**Instructions for the task**
Can you give all the lines below as a Markdown table with the columns "Row" and "Line," putting each line's number in "Row" and leaving out any blank lines?
»»
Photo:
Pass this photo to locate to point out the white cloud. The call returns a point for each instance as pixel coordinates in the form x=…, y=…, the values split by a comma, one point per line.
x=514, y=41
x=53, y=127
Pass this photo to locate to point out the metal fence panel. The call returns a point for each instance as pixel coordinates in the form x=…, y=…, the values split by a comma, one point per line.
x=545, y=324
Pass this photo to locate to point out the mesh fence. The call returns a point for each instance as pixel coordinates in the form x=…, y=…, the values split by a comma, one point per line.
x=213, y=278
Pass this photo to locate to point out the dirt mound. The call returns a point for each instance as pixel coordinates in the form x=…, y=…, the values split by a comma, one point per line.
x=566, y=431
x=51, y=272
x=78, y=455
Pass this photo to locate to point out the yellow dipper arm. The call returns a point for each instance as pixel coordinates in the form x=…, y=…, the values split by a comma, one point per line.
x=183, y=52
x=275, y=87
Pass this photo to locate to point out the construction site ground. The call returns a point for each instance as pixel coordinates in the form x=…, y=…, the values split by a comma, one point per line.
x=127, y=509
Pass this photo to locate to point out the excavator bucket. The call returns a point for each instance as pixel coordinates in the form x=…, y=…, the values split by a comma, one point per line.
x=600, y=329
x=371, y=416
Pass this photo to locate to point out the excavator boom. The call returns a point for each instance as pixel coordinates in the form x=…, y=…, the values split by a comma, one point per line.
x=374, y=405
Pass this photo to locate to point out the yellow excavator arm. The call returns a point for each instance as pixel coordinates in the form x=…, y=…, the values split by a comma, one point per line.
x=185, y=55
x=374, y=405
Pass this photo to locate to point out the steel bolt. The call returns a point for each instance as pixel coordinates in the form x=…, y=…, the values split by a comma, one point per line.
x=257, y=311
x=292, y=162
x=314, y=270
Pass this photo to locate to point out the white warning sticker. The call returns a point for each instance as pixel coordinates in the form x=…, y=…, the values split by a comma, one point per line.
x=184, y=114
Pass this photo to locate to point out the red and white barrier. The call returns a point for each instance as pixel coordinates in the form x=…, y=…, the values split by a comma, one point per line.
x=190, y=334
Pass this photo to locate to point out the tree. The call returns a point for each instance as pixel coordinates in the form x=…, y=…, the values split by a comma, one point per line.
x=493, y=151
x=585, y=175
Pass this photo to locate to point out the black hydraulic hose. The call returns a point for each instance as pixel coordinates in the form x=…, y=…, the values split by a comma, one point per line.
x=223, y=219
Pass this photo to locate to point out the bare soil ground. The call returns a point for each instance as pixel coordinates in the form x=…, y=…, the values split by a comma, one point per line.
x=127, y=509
««
**Response to the task**
| Row | Line |
|---|---|
| 1 | Photo: |
| 2 | Pass this photo to locate to point out the white cloud. The call returns a point for each instance as pixel coordinates in the form x=…, y=…, the values split by a comma, one point per line. |
| 3 | x=514, y=41 |
| 4 | x=53, y=127 |
| 5 | Pass this photo to locate to point out the metal fence panel. The call returns a point for each instance as pixel coordinates in the form x=…, y=…, the values split by a comma, one point per line. |
| 6 | x=545, y=324 |
| 7 | Pass this photo to locate to point out the mesh fence. The call returns a point for each instance as pixel coordinates in the form x=…, y=…, the values split by a comma, one point per line. |
| 8 | x=213, y=278 |
| 9 | Pass this photo to locate to point out the dirt mound. The call returns a point for each instance as pixel coordinates in the form x=…, y=…, the values split by a comma, one point per line. |
| 10 | x=566, y=431 |
| 11 | x=51, y=272 |
| 12 | x=78, y=455 |
| 13 | Pass this photo to locate to point out the yellow dipper arm. The call returns a point for each instance as pixel coordinates in the form x=…, y=…, the values split by a comma, one point per line. |
| 14 | x=183, y=52 |
| 15 | x=275, y=87 |
| 16 | Pass this photo to locate to point out the construction site ground. The call returns a point for each instance as pixel coordinates in the form x=…, y=…, the values split by a comma, one point per line. |
| 17 | x=127, y=509 |
| 18 | Pass this photo to locate to point out the excavator bucket. The call returns a point for each instance as pixel coordinates in the form x=…, y=…, the values split by a comma, one point per line. |
| 19 | x=600, y=329 |
| 20 | x=371, y=416 |
| 21 | Pass this photo to locate to point out the excavator boom. The call returns a point for each instance as pixel coordinates in the form x=…, y=…, the values split by a comma, one point per line. |
| 22 | x=374, y=405 |
| 23 | Pass this photo to locate to point out the yellow excavator arm. The call returns a point for each instance as pixel coordinates in the form x=…, y=…, the values split by a comma, one point per line. |
| 24 | x=185, y=55 |
| 25 | x=374, y=405 |
| 26 | Pass this photo to locate to point out the steel bolt. The call returns a point for each instance as pixel coordinates in the form x=…, y=…, the values split by a comma, one point per line. |
| 27 | x=257, y=311 |
| 28 | x=292, y=162 |
| 29 | x=314, y=270 |
| 30 | Pass this photo to locate to point out the white warning sticker. The call returns a point for each instance as pixel coordinates in the form x=…, y=…, the values split by a comma, one point per line. |
| 31 | x=184, y=114 |
| 32 | Pass this photo to locate to point out the red and white barrier. The call returns a point for each instance as pixel coordinates in the form x=…, y=…, the values split by a comma, one point per line. |
| 33 | x=190, y=334 |
| 34 | Pass this photo to locate to point out the tree. The call returns a point for each instance as pixel coordinates in the form x=…, y=…, the values split by a comma, one point per line. |
| 35 | x=493, y=151 |
| 36 | x=585, y=175 |
| 37 | Pass this photo to locate to point out the black hydraulic hose. The call returns a point for each instance as pixel coordinates in the form x=…, y=…, the values split by a comma, one point per line. |
| 38 | x=223, y=219 |
| 39 | Pass this photo to locate to point out the bare soil ground. The call returns a point for each instance as pixel coordinates in the form x=…, y=…, the values split by a comma, one point per line. |
| 40 | x=127, y=509 |